What the task requires:
Show every line in the data below that contains the string "black". Case counts.

Exercise material:
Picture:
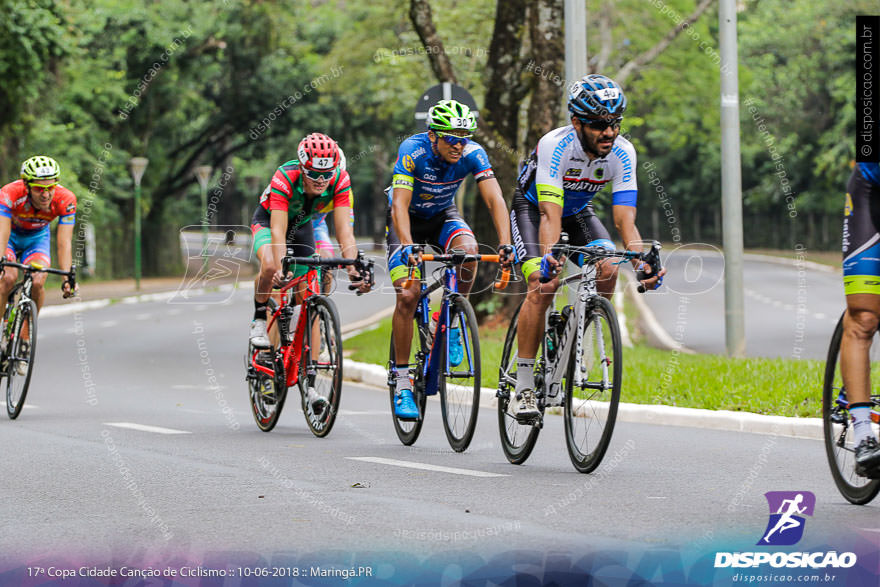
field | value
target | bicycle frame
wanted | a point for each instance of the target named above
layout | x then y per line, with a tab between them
291	354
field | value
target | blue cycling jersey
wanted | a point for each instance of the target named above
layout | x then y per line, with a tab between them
431	179
870	171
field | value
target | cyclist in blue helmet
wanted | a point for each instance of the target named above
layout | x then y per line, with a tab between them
555	190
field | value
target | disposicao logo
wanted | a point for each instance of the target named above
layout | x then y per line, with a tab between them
786	524
786	528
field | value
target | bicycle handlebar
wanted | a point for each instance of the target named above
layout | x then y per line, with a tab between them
458	258
363	266
71	275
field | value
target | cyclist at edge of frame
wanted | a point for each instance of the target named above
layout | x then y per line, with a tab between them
554	192
861	267
283	219
430	168
27	207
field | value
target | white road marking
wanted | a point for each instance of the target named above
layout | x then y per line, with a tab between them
145	428
426	467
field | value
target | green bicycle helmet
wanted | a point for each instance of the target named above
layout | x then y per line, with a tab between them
40	167
447	115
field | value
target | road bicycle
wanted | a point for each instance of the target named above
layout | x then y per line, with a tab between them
308	352
581	352
430	366
836	423
17	350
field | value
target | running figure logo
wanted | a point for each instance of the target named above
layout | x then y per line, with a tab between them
786	524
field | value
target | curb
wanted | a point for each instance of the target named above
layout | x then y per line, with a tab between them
806	428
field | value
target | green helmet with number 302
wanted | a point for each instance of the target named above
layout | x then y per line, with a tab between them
40	167
448	115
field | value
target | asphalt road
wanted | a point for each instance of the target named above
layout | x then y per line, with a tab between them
124	453
790	311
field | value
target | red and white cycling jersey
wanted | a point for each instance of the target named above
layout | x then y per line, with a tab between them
16	205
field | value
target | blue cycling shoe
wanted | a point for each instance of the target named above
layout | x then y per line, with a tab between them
404	406
456	349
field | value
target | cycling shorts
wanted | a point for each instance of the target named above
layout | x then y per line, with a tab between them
29	247
525	220
300	240
861	240
438	231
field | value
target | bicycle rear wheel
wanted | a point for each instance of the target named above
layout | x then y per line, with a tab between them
839	445
20	357
321	366
408	430
517	440
591	406
460	389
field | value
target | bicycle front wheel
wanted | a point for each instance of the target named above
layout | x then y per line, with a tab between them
20	357
517	439
836	422
408	430
460	387
591	402
321	370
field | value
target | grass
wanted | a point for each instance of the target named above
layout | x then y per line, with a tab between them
782	387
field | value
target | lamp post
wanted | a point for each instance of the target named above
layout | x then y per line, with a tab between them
137	165
203	174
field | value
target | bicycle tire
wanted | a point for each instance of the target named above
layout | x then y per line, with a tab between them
517	440
266	396
460	396
408	430
836	424
321	311
18	383
586	437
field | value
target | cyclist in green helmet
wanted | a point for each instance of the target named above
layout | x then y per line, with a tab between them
430	168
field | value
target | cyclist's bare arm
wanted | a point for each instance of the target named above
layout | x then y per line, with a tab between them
492	195
400	199
63	240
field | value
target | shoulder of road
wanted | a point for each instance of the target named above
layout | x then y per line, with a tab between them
97	294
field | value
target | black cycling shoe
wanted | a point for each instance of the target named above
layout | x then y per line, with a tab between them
868	458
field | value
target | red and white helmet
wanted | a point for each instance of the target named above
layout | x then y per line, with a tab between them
318	152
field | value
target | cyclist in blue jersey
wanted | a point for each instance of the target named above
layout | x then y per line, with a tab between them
421	210
554	193
861	280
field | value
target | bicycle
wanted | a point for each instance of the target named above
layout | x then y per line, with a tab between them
309	351
581	349
17	352
430	367
839	445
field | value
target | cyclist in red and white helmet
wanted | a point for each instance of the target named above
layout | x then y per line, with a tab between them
299	189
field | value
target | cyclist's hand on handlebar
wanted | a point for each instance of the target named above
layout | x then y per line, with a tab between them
550	266
359	280
279	278
644	276
505	254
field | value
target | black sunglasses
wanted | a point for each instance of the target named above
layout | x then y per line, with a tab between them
601	124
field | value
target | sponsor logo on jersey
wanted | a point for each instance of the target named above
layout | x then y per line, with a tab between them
556	157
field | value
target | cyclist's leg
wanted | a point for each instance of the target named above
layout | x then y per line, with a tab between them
456	234
525	220
862	287
585	227
269	264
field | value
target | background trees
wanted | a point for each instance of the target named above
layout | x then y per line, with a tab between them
235	84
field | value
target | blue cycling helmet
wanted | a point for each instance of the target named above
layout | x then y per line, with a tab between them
596	96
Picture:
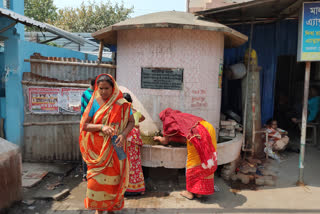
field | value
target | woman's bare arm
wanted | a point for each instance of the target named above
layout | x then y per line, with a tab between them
90	127
122	136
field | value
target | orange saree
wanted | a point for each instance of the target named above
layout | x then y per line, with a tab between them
107	175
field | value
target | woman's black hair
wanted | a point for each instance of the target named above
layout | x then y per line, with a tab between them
105	78
127	97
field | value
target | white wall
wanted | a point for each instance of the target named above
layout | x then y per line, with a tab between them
198	52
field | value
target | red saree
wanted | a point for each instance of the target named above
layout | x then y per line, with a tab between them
201	146
107	175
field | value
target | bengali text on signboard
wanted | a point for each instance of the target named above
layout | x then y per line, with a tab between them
162	78
309	32
55	100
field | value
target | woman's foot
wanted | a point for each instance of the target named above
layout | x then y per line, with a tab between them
187	195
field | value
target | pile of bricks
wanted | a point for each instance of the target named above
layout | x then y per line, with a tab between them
228	128
10	179
249	171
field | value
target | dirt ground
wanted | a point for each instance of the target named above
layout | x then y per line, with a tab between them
164	186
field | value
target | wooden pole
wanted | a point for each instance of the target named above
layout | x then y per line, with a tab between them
304	122
100	51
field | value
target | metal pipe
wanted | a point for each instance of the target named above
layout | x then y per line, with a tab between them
93	64
8	27
253	114
304	122
246	98
57	84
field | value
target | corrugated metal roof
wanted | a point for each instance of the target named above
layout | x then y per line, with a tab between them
90	48
30	22
170	19
270	41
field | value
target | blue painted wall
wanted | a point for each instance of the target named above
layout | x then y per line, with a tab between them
14	107
12	67
270	41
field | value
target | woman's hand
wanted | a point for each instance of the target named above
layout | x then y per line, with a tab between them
107	130
120	140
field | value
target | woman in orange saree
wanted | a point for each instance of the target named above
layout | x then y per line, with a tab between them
200	137
107	114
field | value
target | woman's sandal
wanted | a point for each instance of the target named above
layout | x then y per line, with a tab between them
187	195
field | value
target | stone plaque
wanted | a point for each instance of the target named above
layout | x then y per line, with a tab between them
162	78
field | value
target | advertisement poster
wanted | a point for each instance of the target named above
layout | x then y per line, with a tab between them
309	32
70	100
43	100
55	100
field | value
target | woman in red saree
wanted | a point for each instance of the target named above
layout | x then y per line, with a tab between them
201	146
107	114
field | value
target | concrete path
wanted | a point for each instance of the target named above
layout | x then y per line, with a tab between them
285	197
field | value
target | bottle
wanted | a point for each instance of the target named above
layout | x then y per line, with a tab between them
119	150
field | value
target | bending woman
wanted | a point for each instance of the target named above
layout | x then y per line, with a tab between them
106	115
201	146
136	181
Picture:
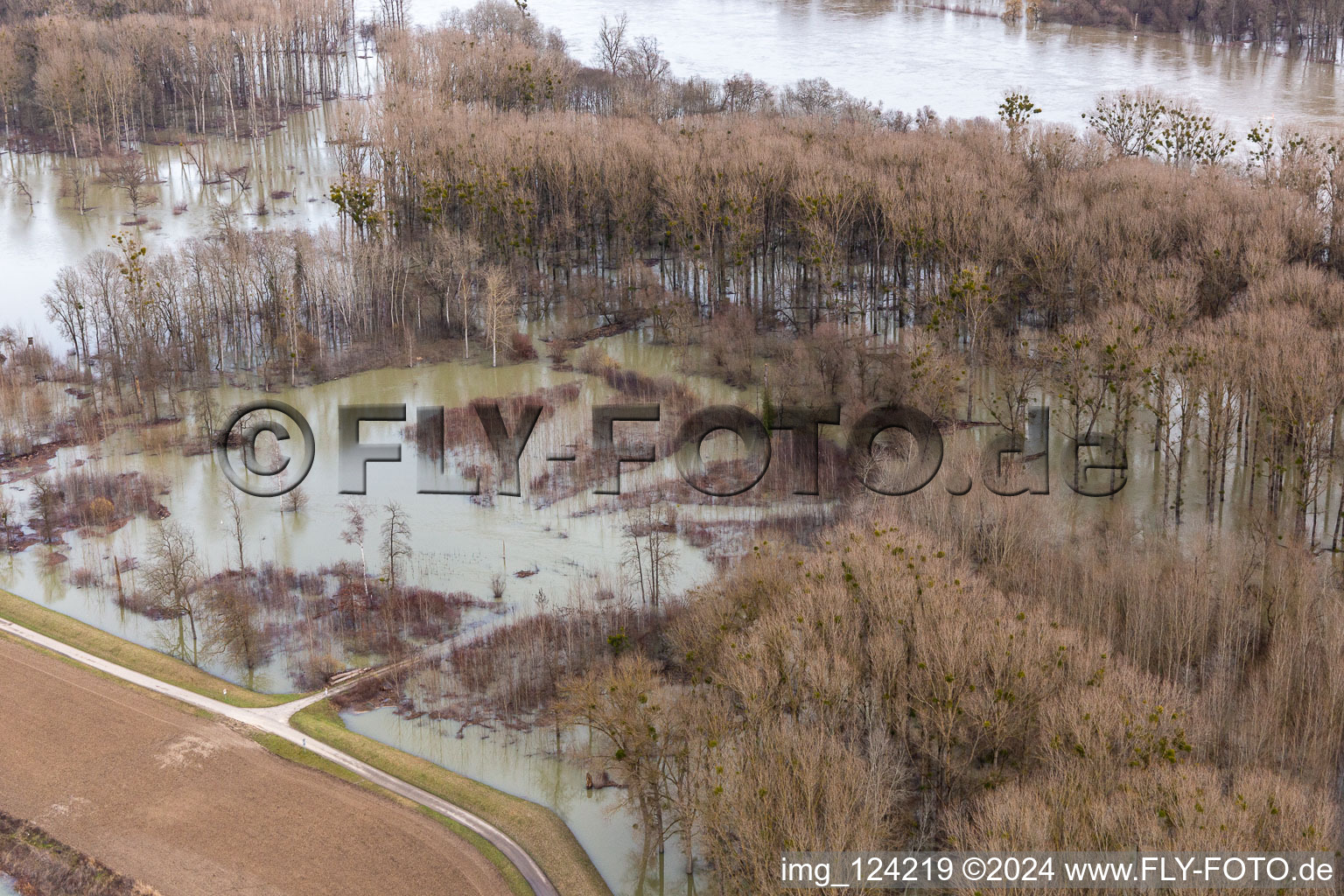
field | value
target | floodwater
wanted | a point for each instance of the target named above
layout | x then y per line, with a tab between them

Solution to this exercise:
target | black cycling shoe
target | black sunglasses
target | woman's black hair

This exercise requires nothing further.